* _Excerpt_
'''
State of the State: 6 Things to Know
Gov. Mary Fallin delivered her State of the State address Monday afternoon at the opening of this year's legislative session.
The governor says Oklahomans have faced a lot of adversity from deadly tornadoes, budget shortfalls and turmoil in Washington, but the state continues to move forward.
"The state of our state is strong," she said.
Here are the six main takeaways from the governor's speech.
Our economy is strong.
The governor says Oklahoma is continuing to recover from the great recession.
"Oklahomans are getting back to work," she said.
Fallin said the average Oklahoma family's income has increase by about 6 percent since 2011.
The state's rainy day fund has increased to more than $500 million.
Education is a priority.
The governor wants to see more progress in state schools.
"For many, education is the best and only way out of poverty," Fallin said. "No child should ever fail to receive a world-class education."
Fallin defended the state's new A-F grading system and is proposing a $50 million increase in education funding.
The budget is tight.
While education may get an increase, most other state agencies will see cuts to their budgets under the governor's proposal.
The state will not have as much money to appropriate from the general revenue fund this year. Most agencies will see cuts of 5 percent or less.
It's time to fix the Capitol.
The governor is proposing a bond-issue to fix the crumbling State Capitol.
Fallin pointed out there is raw sewage leaking down the walls of the Capitol and the crumbling façade of the building poses a risk to employees and visitors.
The fight over healthcare isn't over.
Gov. Fallin vowed to continue the state's efforts to reject the Affordable Care Act.
"Washington is leading this country in the wrong direction, but Oklahoma isn't about to follow," she said.
The governor said she wants to continue Insure Oklahoma and is opposed to the President's plan to expand Medicaid.
You might get a tax break.
The governor also wants to cut the state income tax by .25 percent.
"Washington has taken every opportunity to raise your taxes, we should take every opportunity to lower them," Fallin said.
'''
[Dataset entries]
'''
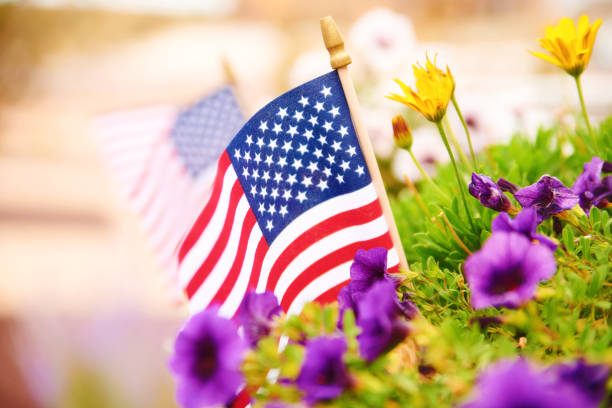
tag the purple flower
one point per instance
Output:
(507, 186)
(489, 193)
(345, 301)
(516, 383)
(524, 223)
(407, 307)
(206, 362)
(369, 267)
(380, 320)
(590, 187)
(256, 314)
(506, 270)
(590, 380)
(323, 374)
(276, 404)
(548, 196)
'''
'''
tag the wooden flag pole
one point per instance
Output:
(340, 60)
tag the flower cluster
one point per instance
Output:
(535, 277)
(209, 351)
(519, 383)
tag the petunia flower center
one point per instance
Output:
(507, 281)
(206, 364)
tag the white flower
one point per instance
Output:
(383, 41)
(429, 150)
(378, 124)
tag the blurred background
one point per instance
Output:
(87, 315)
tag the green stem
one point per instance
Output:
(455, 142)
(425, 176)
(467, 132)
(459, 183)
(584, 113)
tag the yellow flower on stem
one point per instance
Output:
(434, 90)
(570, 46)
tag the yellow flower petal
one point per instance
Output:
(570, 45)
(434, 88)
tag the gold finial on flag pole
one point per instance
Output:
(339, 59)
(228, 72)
'''
'''
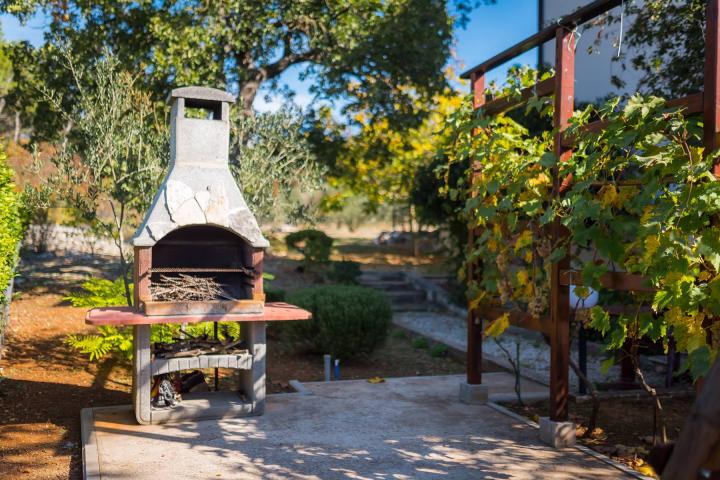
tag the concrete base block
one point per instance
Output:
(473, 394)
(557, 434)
'''
* _Your instructions_
Please explain, in one to three sentences, why the governor is proposing a bond issue for the State Capitol, according to the State of the State article.

* _Expected output_
Fallin is proposing the bond issue to fix the crumbling State Capitol. She pointed out that raw sewage is leaking down the Capitol's walls and that the building's crumbling façade poses a risk to employees and visitors.